Work to complete:
Using "cloud" as the search string, find the matching lines below and copy them.

Dataset excerpts:
____________

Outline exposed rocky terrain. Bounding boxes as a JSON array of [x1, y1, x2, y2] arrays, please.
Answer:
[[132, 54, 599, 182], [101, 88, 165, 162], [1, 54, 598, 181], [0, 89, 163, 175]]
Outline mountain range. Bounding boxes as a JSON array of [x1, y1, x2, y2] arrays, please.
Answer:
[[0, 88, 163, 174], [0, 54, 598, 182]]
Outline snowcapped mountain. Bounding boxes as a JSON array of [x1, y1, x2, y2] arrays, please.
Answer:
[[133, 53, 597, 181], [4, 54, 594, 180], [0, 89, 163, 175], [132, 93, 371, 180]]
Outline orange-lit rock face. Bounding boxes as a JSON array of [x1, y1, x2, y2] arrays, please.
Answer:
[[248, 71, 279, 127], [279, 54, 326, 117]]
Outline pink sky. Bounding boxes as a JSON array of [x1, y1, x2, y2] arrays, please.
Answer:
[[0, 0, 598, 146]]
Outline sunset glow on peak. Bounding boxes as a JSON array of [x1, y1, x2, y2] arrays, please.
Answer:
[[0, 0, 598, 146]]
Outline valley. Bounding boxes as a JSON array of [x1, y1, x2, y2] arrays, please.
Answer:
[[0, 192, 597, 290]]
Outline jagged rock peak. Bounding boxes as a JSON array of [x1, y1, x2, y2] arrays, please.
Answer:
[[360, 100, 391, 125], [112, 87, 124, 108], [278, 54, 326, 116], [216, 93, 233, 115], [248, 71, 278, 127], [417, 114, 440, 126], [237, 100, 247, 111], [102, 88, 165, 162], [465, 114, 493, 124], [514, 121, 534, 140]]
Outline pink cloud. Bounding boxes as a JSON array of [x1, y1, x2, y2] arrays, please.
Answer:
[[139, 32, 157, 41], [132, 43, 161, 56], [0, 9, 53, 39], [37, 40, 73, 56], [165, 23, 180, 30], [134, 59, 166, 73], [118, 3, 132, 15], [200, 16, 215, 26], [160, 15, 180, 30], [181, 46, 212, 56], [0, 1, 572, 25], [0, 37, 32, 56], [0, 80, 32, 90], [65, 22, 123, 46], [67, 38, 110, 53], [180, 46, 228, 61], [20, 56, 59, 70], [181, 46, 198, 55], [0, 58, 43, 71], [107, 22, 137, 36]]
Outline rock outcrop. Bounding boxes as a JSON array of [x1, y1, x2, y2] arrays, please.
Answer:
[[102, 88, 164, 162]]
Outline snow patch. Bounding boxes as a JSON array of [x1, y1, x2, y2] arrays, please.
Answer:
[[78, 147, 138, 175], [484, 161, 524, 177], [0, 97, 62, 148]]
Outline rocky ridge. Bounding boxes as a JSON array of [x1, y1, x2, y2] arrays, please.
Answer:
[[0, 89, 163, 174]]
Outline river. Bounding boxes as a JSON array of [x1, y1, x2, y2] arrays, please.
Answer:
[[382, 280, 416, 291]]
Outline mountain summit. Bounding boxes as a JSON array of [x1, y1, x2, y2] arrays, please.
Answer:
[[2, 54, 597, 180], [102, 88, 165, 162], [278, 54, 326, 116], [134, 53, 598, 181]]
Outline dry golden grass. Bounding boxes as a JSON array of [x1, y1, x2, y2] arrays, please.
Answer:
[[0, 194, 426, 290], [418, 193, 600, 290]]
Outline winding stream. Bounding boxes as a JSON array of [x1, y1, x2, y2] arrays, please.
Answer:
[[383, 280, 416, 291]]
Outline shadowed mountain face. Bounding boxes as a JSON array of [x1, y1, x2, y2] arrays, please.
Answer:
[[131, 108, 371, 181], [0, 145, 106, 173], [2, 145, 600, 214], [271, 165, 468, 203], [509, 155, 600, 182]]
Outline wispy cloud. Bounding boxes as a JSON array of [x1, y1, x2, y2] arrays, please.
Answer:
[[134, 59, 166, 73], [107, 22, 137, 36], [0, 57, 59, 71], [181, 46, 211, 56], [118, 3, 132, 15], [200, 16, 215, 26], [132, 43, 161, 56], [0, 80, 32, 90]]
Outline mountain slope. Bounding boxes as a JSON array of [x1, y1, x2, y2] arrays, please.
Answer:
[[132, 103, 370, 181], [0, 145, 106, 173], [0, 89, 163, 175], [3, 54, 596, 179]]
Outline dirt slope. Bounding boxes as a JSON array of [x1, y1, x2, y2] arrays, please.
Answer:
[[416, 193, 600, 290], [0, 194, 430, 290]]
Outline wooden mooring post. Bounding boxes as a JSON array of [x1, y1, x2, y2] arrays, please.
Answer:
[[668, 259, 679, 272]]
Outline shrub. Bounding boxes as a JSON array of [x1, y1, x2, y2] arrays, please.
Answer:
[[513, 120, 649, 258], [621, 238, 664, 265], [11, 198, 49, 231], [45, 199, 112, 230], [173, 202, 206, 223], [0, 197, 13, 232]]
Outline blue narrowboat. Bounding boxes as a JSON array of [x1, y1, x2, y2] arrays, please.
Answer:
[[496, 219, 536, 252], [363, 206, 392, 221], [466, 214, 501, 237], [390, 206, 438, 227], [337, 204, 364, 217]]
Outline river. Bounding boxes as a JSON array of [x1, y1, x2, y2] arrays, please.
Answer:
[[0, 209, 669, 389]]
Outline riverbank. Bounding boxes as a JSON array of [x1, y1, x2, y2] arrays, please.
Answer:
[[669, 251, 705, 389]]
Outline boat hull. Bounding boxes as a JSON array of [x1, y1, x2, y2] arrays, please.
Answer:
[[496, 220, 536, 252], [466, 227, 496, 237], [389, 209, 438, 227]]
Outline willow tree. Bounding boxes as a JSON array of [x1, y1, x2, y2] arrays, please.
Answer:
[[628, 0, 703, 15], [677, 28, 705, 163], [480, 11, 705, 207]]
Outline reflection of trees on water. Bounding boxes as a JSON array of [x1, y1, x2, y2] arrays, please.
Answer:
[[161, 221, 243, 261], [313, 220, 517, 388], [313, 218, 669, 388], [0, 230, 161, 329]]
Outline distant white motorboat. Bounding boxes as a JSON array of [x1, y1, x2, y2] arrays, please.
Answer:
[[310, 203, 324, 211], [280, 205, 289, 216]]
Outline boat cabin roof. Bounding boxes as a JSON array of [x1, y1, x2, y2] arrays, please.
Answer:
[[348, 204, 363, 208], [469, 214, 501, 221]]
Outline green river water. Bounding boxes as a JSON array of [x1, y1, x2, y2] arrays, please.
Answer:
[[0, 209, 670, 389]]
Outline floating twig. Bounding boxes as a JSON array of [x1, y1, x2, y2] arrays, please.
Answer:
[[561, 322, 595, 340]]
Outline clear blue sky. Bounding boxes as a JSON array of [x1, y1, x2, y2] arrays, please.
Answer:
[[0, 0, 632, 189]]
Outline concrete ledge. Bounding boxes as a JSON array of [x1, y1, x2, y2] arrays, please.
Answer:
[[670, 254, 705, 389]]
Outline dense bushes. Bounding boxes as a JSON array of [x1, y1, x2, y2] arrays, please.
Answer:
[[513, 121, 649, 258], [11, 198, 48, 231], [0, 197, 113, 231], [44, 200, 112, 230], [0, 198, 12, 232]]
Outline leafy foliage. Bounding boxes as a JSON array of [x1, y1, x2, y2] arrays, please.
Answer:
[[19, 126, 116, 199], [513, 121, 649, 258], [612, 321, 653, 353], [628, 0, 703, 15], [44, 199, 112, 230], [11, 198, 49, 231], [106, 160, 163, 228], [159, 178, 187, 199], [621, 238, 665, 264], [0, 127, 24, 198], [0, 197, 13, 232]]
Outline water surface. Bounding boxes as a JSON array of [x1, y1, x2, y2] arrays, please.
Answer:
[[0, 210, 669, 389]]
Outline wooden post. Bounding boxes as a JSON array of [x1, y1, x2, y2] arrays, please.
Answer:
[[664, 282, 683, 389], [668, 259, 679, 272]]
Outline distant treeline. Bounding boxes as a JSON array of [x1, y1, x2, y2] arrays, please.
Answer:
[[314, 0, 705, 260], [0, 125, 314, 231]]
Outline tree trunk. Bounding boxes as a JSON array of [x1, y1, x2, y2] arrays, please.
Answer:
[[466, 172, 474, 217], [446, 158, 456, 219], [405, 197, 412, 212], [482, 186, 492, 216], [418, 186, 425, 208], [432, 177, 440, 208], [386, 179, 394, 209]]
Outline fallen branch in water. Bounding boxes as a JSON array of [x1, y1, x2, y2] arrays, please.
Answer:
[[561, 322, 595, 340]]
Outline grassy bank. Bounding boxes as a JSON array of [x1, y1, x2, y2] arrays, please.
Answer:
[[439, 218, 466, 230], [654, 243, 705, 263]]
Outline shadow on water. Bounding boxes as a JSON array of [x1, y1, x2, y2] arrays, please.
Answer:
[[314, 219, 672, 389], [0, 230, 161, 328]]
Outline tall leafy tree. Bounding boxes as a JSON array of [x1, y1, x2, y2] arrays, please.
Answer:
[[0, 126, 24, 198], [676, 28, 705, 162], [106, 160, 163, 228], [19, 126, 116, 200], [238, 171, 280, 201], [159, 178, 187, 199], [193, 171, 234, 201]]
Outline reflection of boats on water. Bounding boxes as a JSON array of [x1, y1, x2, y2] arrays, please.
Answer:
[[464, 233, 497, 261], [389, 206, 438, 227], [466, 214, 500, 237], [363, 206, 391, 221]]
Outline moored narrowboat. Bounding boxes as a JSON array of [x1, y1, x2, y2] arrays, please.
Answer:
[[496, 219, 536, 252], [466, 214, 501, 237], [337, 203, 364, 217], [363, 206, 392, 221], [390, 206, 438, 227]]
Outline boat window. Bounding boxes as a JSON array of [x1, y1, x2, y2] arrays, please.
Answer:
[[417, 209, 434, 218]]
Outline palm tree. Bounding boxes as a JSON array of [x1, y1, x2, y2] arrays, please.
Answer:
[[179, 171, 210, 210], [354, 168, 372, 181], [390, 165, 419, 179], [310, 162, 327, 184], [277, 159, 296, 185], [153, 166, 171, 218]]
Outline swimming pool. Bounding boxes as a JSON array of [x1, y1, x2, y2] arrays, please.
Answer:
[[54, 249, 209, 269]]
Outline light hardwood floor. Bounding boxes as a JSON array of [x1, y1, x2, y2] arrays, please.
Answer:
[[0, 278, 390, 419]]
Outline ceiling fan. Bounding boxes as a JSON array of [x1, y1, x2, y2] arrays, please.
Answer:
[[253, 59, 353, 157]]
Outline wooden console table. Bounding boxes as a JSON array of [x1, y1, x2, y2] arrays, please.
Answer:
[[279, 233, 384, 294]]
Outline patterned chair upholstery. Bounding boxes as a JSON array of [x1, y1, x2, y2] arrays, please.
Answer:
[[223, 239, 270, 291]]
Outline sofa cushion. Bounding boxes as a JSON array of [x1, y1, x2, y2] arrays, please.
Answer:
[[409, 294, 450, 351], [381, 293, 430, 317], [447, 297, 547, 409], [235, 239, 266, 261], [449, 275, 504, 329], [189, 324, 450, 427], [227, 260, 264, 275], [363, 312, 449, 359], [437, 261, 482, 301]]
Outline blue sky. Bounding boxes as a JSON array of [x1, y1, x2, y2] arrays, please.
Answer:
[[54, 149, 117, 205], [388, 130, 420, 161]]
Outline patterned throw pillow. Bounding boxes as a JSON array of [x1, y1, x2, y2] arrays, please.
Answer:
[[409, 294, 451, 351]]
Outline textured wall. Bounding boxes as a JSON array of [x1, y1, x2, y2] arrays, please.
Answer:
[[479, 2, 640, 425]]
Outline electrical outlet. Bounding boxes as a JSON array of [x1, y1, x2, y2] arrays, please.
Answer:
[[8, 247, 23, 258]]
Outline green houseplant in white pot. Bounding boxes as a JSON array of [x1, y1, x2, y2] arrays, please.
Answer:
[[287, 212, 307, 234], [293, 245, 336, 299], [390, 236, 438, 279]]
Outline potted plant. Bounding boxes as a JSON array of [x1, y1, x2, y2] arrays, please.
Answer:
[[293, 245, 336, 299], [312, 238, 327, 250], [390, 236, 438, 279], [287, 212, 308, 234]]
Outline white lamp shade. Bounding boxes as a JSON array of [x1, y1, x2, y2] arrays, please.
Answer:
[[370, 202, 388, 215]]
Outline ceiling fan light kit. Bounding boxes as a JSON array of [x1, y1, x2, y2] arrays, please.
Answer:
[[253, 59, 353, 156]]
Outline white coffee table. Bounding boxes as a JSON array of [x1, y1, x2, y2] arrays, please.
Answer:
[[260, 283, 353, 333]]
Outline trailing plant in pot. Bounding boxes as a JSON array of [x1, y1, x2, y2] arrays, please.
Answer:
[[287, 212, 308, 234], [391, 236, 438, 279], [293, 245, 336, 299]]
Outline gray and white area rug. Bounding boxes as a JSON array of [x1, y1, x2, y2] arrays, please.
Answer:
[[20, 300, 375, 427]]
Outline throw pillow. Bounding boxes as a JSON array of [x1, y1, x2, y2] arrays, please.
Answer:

____________

Solution to the problem:
Outline pink cloud. Bounding boxes as a JSON array of [x1, y1, x2, y2] arrays, please.
Outline wispy cloud. Bounding boxes as a JSON array of [x1, y1, x2, y2] arrays, please.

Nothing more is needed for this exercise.